* What you should do: List every type of antenna named in the text on antenna operating frequencies.

* Document extract:
------------
That is, different operating frequencies excite the antenna so that
it exhibits different operational characteristics, including
different antenna radiation patterns. For example, a long wire
antenna may exhibit the characteristics of a quarter wavelength
monopole at a first frequency and exhibit the characteristics of a
full-wavelength dipole at a frequency of twice the first
frequency.
[0039] In accordance with the teachings of the present invention,
the length of one or more of the meanderline couplers 20 can be
changed (as discussed above), altering the effective antenna
electrical length relative to the operating frequency, and in this
way change the operational mode without changing the input
frequency.
------------
* Data shown:
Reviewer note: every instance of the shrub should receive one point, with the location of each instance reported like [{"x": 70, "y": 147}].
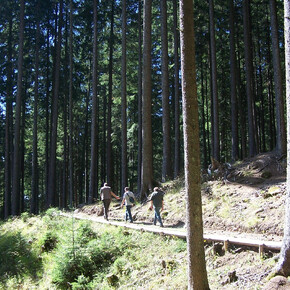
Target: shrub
[{"x": 17, "y": 258}]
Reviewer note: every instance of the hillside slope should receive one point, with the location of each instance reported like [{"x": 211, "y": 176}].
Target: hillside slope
[{"x": 247, "y": 197}]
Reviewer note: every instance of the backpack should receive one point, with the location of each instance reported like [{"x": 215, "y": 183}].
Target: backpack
[{"x": 131, "y": 199}]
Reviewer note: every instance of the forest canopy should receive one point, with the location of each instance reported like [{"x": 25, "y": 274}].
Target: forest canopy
[{"x": 75, "y": 100}]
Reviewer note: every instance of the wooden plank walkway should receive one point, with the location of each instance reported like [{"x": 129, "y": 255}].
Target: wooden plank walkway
[{"x": 243, "y": 241}]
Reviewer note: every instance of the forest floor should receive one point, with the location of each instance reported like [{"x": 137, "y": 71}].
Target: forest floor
[{"x": 242, "y": 200}]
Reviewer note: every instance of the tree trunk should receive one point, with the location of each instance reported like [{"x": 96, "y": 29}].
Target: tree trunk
[
  {"x": 166, "y": 164},
  {"x": 280, "y": 121},
  {"x": 283, "y": 266},
  {"x": 35, "y": 182},
  {"x": 215, "y": 118},
  {"x": 8, "y": 128},
  {"x": 197, "y": 275},
  {"x": 51, "y": 198},
  {"x": 139, "y": 95},
  {"x": 17, "y": 141},
  {"x": 234, "y": 110},
  {"x": 176, "y": 95},
  {"x": 70, "y": 145},
  {"x": 249, "y": 78},
  {"x": 110, "y": 166},
  {"x": 124, "y": 163},
  {"x": 147, "y": 158},
  {"x": 94, "y": 128}
]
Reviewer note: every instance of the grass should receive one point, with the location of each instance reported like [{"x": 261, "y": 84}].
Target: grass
[{"x": 52, "y": 252}]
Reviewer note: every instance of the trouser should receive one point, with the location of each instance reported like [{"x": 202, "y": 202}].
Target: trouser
[
  {"x": 128, "y": 213},
  {"x": 106, "y": 204},
  {"x": 157, "y": 216}
]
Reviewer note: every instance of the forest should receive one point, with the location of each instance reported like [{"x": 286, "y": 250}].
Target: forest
[{"x": 90, "y": 92}]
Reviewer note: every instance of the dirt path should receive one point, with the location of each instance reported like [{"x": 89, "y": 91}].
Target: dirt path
[{"x": 242, "y": 239}]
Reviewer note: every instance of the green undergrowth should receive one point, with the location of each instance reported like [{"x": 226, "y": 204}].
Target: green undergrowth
[{"x": 55, "y": 252}]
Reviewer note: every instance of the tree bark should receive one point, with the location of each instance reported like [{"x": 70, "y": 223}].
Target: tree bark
[
  {"x": 94, "y": 128},
  {"x": 139, "y": 95},
  {"x": 215, "y": 105},
  {"x": 197, "y": 275},
  {"x": 283, "y": 266},
  {"x": 17, "y": 142},
  {"x": 166, "y": 164},
  {"x": 280, "y": 121},
  {"x": 51, "y": 198},
  {"x": 70, "y": 145},
  {"x": 233, "y": 67},
  {"x": 8, "y": 127},
  {"x": 110, "y": 165},
  {"x": 249, "y": 78},
  {"x": 176, "y": 95},
  {"x": 35, "y": 182},
  {"x": 147, "y": 158},
  {"x": 124, "y": 164}
]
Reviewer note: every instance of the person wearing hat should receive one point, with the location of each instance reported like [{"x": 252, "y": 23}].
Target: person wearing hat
[
  {"x": 106, "y": 194},
  {"x": 156, "y": 200}
]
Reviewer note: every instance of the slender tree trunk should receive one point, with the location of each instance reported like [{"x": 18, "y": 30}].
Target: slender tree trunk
[
  {"x": 139, "y": 95},
  {"x": 197, "y": 275},
  {"x": 124, "y": 165},
  {"x": 166, "y": 164},
  {"x": 47, "y": 117},
  {"x": 94, "y": 132},
  {"x": 280, "y": 121},
  {"x": 17, "y": 141},
  {"x": 8, "y": 128},
  {"x": 51, "y": 198},
  {"x": 283, "y": 266},
  {"x": 35, "y": 180},
  {"x": 70, "y": 145},
  {"x": 234, "y": 105},
  {"x": 176, "y": 95},
  {"x": 110, "y": 98},
  {"x": 215, "y": 119},
  {"x": 147, "y": 151},
  {"x": 249, "y": 78}
]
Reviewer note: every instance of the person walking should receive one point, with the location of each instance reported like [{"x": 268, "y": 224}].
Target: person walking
[
  {"x": 157, "y": 203},
  {"x": 106, "y": 194},
  {"x": 129, "y": 200}
]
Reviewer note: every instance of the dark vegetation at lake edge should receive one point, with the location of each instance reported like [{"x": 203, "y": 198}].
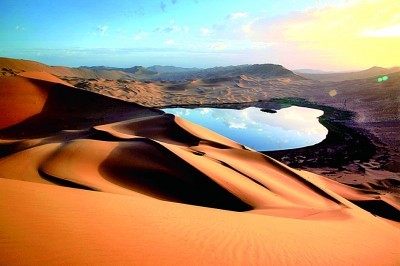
------------
* Solution to this exercise:
- long wire antenna
- quarter wavelength monopole
- full-wavelength dipole